> Exercise set:
(A) Answer these from the piece on our fascination with high school, one line each:
(i) The films and TV shows we keep re-quoting come from which decades?
(ii) Certain portrayals of teenage sexuality can veer into what kind of territory?
(iii) Which show does it call the most popular high school show currently airing?
(B) Resume the piece on our fascination with high school, starting right after its final sentence.

> Passage:

▬▬▬▬▬▬▬▬▬▬

Adults love reflecting on the high school experience, whether they were the most popular kid in school or depressed over their acne.
Thanks to all those iconic ’80s, ’90s and early 2000s films and TV shows we can’t stop re-quoting, we tend to assume that these four years of raging hormones are the most crucial part of our human development—even more so than our twenties and thirties when you tend to make the most impactful mistakes, have more meaningful romantic encounters, and experience changes in your mental health.
Our cultural obsession with high school is both understandable and sometimes weird. It’s nice to dwell on a time when you didn’t have crippling amounts of student debt, got chauffeured around by your parents, and covered your bedroom in boy band memorabilia. The way this fascination manifests in media can be a little hairy at times. Certain portrayals of teenage sexuality—and you know which ones I’m talking about—can veer into creepy, male gaze-y territory that often positions minors, typically girls, as miniature adults rather than children.
In general, I find that there’s not much to mine from the experience of being a teenager besides the fact that we were all horny and stupid—which is probably why the most popular high school show currently airing, Riverdale, has to take place in a different cinematic universe episode-to-episode, and its prestige counterpart Euphoria has no idea what it’s about.

▬▬▬▬▬▬▬▬▬▬

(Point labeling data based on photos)
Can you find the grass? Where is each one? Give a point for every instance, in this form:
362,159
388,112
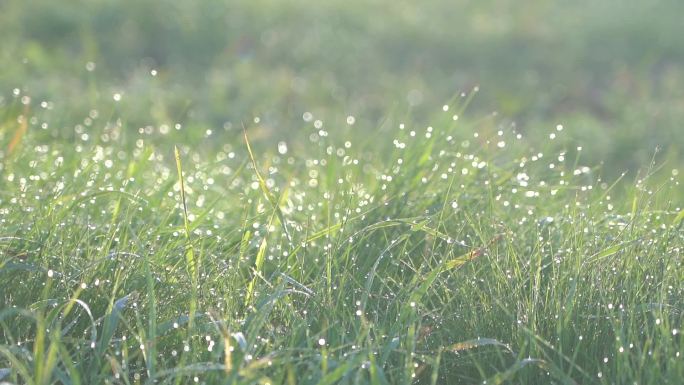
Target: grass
415,254
184,201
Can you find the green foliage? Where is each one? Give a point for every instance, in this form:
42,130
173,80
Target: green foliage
364,233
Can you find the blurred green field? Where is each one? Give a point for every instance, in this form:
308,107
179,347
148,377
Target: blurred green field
341,192
610,71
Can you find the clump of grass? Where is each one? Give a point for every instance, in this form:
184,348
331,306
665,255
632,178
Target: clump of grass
449,253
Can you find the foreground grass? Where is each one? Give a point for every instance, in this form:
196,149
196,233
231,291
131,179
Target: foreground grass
444,254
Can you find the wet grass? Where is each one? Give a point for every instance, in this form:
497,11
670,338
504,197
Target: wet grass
441,252
262,193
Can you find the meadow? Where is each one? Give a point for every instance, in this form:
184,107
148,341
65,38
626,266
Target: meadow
264,192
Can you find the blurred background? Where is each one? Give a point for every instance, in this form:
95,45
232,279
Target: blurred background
611,71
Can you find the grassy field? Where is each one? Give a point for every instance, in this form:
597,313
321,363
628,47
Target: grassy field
255,192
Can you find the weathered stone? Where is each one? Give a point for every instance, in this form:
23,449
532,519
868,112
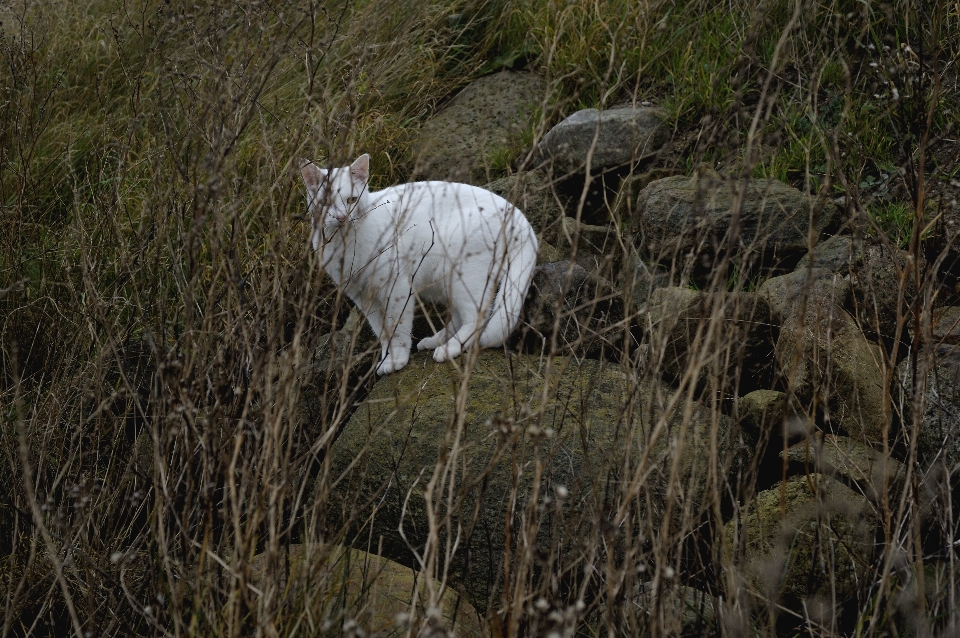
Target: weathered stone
841,457
615,137
522,438
876,287
334,375
937,385
595,248
684,220
624,205
803,287
486,117
765,414
639,280
831,366
677,610
945,328
807,540
372,593
722,338
582,310
838,255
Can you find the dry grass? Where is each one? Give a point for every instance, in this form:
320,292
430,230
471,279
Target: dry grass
165,419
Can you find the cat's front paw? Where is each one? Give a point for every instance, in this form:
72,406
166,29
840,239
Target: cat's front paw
392,363
449,350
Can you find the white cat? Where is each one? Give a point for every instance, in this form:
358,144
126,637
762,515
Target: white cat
456,244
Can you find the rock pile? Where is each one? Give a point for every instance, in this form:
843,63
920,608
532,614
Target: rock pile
679,338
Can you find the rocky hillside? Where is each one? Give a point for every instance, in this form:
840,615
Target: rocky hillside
731,406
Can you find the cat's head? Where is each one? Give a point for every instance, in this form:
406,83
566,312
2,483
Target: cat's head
332,196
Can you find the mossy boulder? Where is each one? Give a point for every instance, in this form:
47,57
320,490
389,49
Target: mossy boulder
465,459
807,541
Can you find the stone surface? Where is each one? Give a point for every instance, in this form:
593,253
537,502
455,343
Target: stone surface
764,414
624,205
802,287
579,308
832,368
945,328
807,540
883,287
721,338
530,439
938,433
533,193
372,593
639,280
485,118
840,457
334,375
615,137
698,222
679,610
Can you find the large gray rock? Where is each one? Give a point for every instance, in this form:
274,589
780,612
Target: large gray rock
639,280
699,222
544,446
373,594
720,338
932,397
872,472
806,543
573,310
533,193
884,288
615,137
801,287
837,254
485,118
832,367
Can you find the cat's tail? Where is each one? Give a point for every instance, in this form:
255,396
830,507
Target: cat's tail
521,259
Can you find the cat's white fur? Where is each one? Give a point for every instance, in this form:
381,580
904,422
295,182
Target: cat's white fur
455,244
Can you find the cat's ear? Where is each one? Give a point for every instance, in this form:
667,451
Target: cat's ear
312,175
360,169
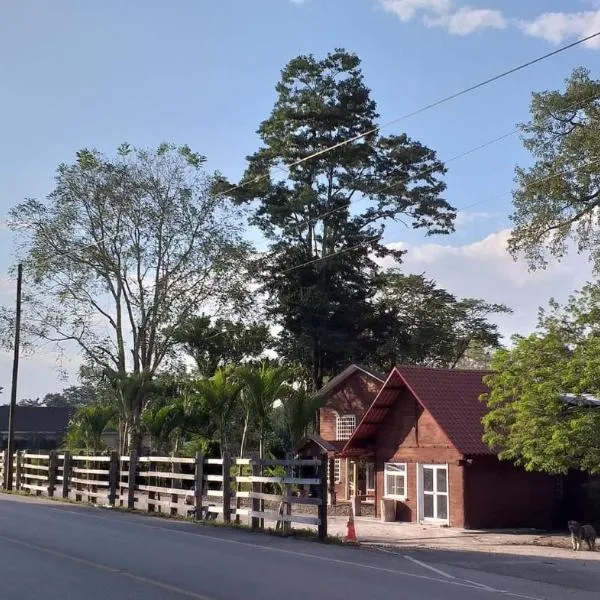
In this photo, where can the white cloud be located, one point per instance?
(556, 27)
(443, 13)
(484, 269)
(464, 217)
(406, 10)
(469, 20)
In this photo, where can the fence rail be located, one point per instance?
(263, 491)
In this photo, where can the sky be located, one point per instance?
(94, 74)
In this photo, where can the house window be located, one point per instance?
(345, 426)
(395, 480)
(435, 492)
(370, 476)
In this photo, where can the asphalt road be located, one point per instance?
(59, 551)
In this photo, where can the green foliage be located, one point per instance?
(261, 389)
(214, 344)
(72, 396)
(299, 408)
(87, 426)
(220, 397)
(557, 198)
(125, 250)
(528, 423)
(419, 322)
(324, 306)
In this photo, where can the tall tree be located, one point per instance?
(214, 344)
(557, 198)
(419, 322)
(261, 389)
(126, 250)
(88, 425)
(318, 274)
(529, 422)
(220, 396)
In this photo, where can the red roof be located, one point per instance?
(450, 395)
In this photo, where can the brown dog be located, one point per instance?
(582, 533)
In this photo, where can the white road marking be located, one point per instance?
(483, 585)
(426, 566)
(297, 553)
(102, 567)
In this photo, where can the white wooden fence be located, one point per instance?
(204, 488)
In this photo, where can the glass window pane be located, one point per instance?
(389, 485)
(441, 480)
(428, 506)
(401, 483)
(428, 479)
(370, 476)
(442, 507)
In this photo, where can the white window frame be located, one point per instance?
(344, 426)
(337, 470)
(421, 503)
(370, 474)
(398, 470)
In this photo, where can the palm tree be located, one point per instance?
(299, 409)
(220, 395)
(88, 424)
(262, 387)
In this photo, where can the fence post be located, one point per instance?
(5, 459)
(52, 472)
(323, 495)
(226, 487)
(131, 481)
(256, 487)
(287, 492)
(198, 485)
(18, 470)
(66, 473)
(113, 478)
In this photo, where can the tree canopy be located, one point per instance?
(214, 344)
(318, 276)
(124, 251)
(419, 322)
(528, 422)
(557, 198)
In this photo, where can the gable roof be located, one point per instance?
(33, 419)
(339, 379)
(325, 445)
(450, 395)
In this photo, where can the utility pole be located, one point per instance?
(13, 390)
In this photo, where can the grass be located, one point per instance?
(300, 534)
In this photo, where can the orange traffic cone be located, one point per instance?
(350, 531)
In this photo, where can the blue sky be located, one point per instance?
(95, 74)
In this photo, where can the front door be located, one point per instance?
(434, 493)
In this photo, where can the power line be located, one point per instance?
(536, 180)
(418, 111)
(366, 241)
(495, 140)
(412, 177)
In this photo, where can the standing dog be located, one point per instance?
(582, 533)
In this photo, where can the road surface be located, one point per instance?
(61, 552)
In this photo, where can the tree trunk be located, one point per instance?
(244, 434)
(134, 439)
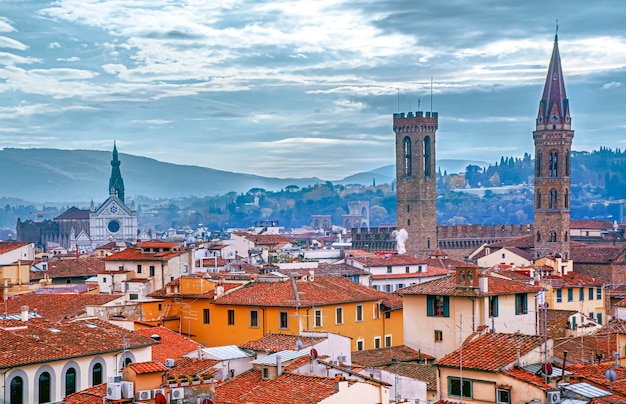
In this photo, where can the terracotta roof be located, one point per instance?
(41, 340)
(6, 246)
(67, 268)
(91, 395)
(598, 255)
(289, 388)
(280, 342)
(147, 367)
(324, 290)
(448, 286)
(385, 356)
(74, 213)
(386, 260)
(133, 254)
(417, 371)
(571, 279)
(171, 346)
(491, 351)
(55, 307)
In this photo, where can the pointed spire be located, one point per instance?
(554, 105)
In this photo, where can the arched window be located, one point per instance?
(96, 374)
(17, 391)
(70, 381)
(427, 156)
(44, 388)
(408, 159)
(552, 204)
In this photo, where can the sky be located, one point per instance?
(303, 88)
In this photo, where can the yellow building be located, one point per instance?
(577, 292)
(220, 314)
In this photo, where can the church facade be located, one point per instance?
(86, 229)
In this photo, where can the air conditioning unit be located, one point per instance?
(553, 397)
(115, 379)
(144, 395)
(128, 389)
(178, 393)
(114, 391)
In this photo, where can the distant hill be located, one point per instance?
(53, 175)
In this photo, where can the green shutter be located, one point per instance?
(430, 306)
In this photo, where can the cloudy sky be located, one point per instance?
(302, 88)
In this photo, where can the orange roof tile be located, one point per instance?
(491, 351)
(324, 290)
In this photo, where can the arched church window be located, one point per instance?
(427, 156)
(406, 147)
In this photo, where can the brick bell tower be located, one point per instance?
(416, 180)
(553, 141)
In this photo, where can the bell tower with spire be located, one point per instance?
(116, 183)
(553, 141)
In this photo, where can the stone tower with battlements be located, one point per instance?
(416, 180)
(553, 144)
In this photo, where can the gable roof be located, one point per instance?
(448, 286)
(324, 290)
(491, 351)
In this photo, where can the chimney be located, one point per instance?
(24, 313)
(483, 284)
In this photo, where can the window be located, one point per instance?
(438, 306)
(283, 320)
(96, 374)
(456, 390)
(70, 381)
(339, 315)
(521, 303)
(318, 318)
(503, 396)
(493, 306)
(376, 310)
(17, 391)
(44, 387)
(359, 312)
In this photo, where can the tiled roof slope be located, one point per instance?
(385, 356)
(289, 388)
(598, 255)
(69, 268)
(448, 286)
(280, 342)
(491, 351)
(6, 246)
(55, 307)
(171, 346)
(323, 290)
(44, 341)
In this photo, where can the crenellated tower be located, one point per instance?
(553, 144)
(416, 180)
(116, 183)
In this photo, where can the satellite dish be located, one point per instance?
(610, 375)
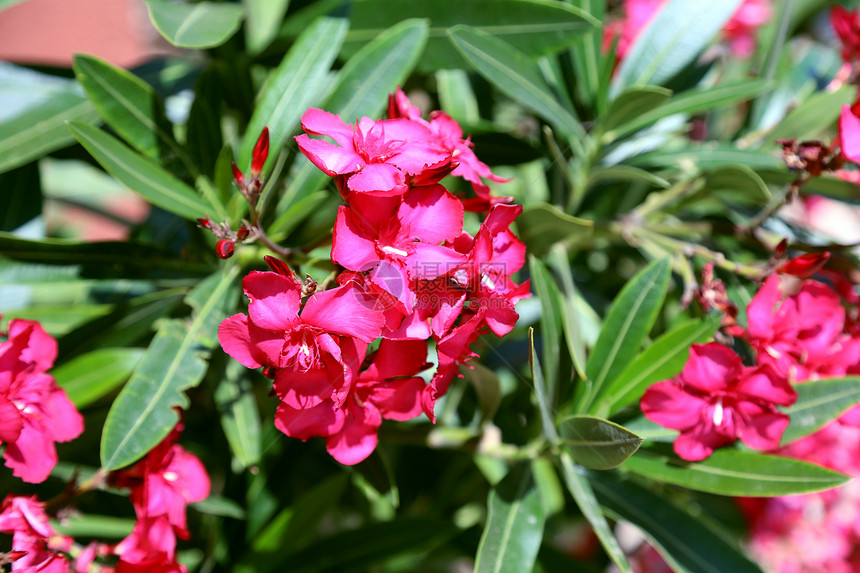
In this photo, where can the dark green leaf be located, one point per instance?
(662, 360)
(142, 174)
(514, 528)
(128, 104)
(735, 472)
(534, 27)
(90, 376)
(687, 543)
(629, 321)
(597, 443)
(198, 25)
(293, 86)
(673, 39)
(819, 402)
(143, 414)
(41, 129)
(542, 225)
(513, 73)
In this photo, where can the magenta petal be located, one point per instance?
(431, 214)
(764, 384)
(357, 438)
(711, 367)
(667, 404)
(304, 423)
(236, 341)
(352, 247)
(345, 310)
(61, 417)
(378, 178)
(274, 299)
(849, 133)
(331, 159)
(10, 421)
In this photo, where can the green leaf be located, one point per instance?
(128, 104)
(662, 360)
(580, 488)
(90, 376)
(633, 103)
(628, 323)
(533, 27)
(687, 542)
(514, 528)
(819, 402)
(293, 86)
(734, 472)
(263, 19)
(41, 129)
(142, 174)
(550, 320)
(597, 443)
(143, 414)
(198, 25)
(514, 74)
(542, 225)
(240, 416)
(691, 102)
(673, 39)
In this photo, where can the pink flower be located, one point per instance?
(34, 412)
(375, 157)
(25, 519)
(716, 400)
(165, 481)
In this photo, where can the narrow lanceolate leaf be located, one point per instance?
(143, 413)
(90, 376)
(361, 88)
(42, 129)
(535, 27)
(293, 86)
(687, 544)
(128, 104)
(660, 361)
(514, 529)
(673, 39)
(142, 174)
(514, 74)
(597, 443)
(550, 320)
(580, 488)
(240, 416)
(630, 318)
(819, 402)
(199, 25)
(735, 472)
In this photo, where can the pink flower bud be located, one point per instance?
(261, 153)
(224, 248)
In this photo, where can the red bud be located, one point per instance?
(238, 176)
(261, 152)
(224, 248)
(805, 265)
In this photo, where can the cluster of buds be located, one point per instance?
(227, 238)
(251, 184)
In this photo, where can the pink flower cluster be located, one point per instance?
(739, 31)
(411, 273)
(162, 485)
(34, 412)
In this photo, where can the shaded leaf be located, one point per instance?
(198, 25)
(514, 528)
(597, 443)
(143, 414)
(735, 472)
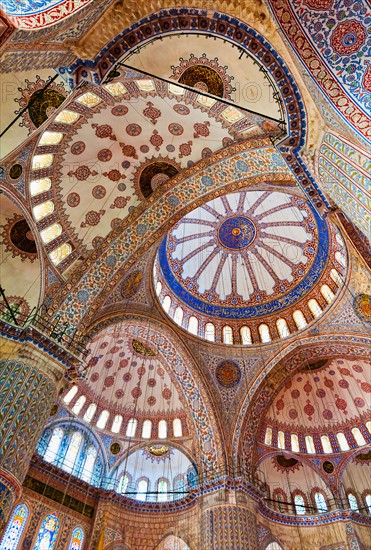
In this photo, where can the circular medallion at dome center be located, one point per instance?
(237, 232)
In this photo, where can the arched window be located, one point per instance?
(309, 443)
(327, 293)
(72, 452)
(162, 490)
(227, 335)
(88, 468)
(42, 210)
(142, 489)
(283, 329)
(321, 503)
(70, 394)
(299, 505)
(162, 429)
(116, 424)
(53, 445)
(326, 444)
(314, 308)
(178, 315)
(48, 533)
(295, 443)
(353, 503)
(210, 332)
(76, 409)
(77, 539)
(360, 440)
(264, 333)
(299, 319)
(343, 443)
(177, 427)
(50, 233)
(102, 420)
(336, 277)
(59, 254)
(193, 325)
(15, 528)
(245, 336)
(268, 436)
(90, 412)
(281, 440)
(147, 429)
(123, 485)
(40, 186)
(131, 427)
(166, 303)
(340, 258)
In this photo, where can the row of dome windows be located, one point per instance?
(43, 184)
(302, 507)
(192, 325)
(118, 419)
(163, 489)
(72, 452)
(310, 446)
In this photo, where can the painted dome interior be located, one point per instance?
(244, 256)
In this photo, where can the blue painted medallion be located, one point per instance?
(237, 232)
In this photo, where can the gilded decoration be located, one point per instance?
(18, 238)
(207, 75)
(142, 349)
(362, 307)
(41, 99)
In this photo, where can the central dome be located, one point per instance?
(244, 256)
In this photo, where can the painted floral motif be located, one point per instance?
(17, 238)
(156, 140)
(41, 102)
(319, 4)
(82, 173)
(205, 74)
(92, 218)
(152, 112)
(228, 374)
(348, 37)
(103, 131)
(366, 82)
(201, 129)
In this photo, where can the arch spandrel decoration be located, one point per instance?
(242, 165)
(33, 15)
(263, 390)
(221, 26)
(210, 450)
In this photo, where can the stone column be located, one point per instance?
(229, 521)
(30, 379)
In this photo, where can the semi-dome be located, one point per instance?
(245, 260)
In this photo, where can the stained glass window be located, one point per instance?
(72, 452)
(77, 539)
(299, 505)
(15, 528)
(162, 489)
(353, 502)
(88, 468)
(320, 502)
(47, 534)
(53, 445)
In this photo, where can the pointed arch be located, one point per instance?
(15, 528)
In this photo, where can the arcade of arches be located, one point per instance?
(185, 305)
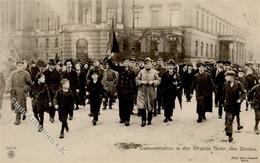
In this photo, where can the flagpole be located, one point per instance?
(133, 30)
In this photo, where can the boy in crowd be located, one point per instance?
(255, 93)
(63, 102)
(96, 93)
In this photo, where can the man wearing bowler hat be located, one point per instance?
(234, 94)
(125, 87)
(204, 86)
(147, 81)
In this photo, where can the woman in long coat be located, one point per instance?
(204, 86)
(147, 80)
(20, 84)
(41, 99)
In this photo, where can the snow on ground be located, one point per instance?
(182, 140)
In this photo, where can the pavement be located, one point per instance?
(182, 140)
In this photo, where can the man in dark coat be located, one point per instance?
(81, 98)
(2, 88)
(251, 81)
(170, 85)
(219, 83)
(96, 93)
(96, 68)
(34, 71)
(125, 88)
(188, 76)
(71, 75)
(234, 94)
(204, 86)
(159, 99)
(52, 77)
(109, 81)
(20, 84)
(255, 93)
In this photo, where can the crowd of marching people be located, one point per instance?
(150, 86)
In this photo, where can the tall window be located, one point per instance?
(207, 27)
(202, 21)
(212, 26)
(207, 47)
(197, 19)
(37, 24)
(216, 27)
(215, 51)
(36, 43)
(110, 16)
(175, 17)
(48, 24)
(47, 43)
(58, 22)
(220, 28)
(155, 18)
(211, 51)
(56, 42)
(196, 48)
(137, 17)
(87, 17)
(201, 49)
(47, 56)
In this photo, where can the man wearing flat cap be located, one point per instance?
(161, 69)
(52, 79)
(125, 87)
(219, 80)
(147, 80)
(234, 94)
(19, 85)
(171, 84)
(72, 76)
(204, 86)
(34, 70)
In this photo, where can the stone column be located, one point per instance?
(93, 11)
(21, 14)
(119, 11)
(104, 11)
(8, 15)
(76, 11)
(17, 18)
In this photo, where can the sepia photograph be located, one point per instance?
(129, 81)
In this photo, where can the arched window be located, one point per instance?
(82, 49)
(87, 17)
(56, 42)
(37, 25)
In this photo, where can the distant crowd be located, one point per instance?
(148, 85)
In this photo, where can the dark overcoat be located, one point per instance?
(204, 86)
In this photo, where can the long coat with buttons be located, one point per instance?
(204, 86)
(147, 93)
(126, 84)
(2, 87)
(20, 85)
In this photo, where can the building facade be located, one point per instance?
(181, 29)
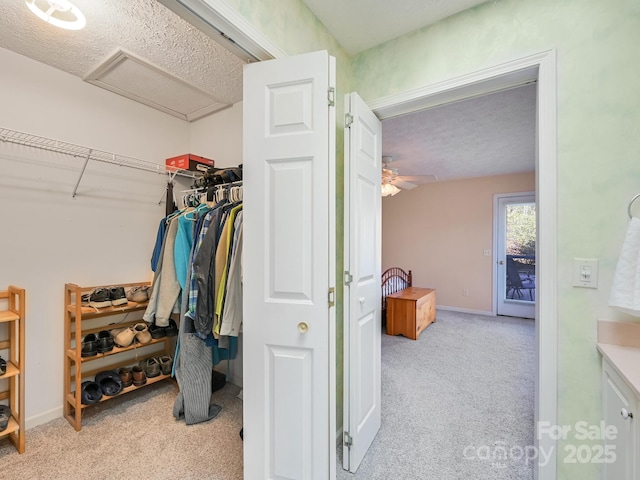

▬▬▬▬▬▬▬▬▬▬

> Responses for each task:
(A)
(i) The ’80s, ’90s and early 2000s.
(ii) Creepy, male gaze-y territory.
(iii) Riverdale.

(B)
This leads me into my recommendation of Lovestruck High, one of the most delightfully deranged pieces of reality television in recent years that both skewers and indulges in our weird high school fantasies.
The new U.K. dating series, on Prime Video today, puts a bunch of twenty-somethings in an American high school setting to find their “true loves''—or rather someone to take to prom by the end of the competition to potentially be crowned royalty and win $100,000. It’s an ideal setting for a genre of television that primarily documents immaturity and sheer delusion. Likewise, it has an overtly comedic tone and sensibility, bolstered by some hilariously biting narration from high school movie queen Lindsay Lohan, whose voiceover work deserves an Emmy and a Grammy.
The series can best be described as an updated version of The CW’s reality series Beauty and the Geek, which asked the very mid-2000s question: “What if beautiful women and nerdy men had things in common?” That program was more of a social experiment that occasionally yielded romantic results than a standard dating show. Lovestruck High similarly categorizes its cast as high school archetypes—the jocks, the artists, the beauty queens—and forces them to partake in decidedly non-academic “academic” challenges. For instance, when the students attend a P.E. class in one episode, they’re instructed by a swim coach to give each other mouth-to-mouth resuscitation (read: make out for five minutes). Another gym class features a very sexualized floor workout.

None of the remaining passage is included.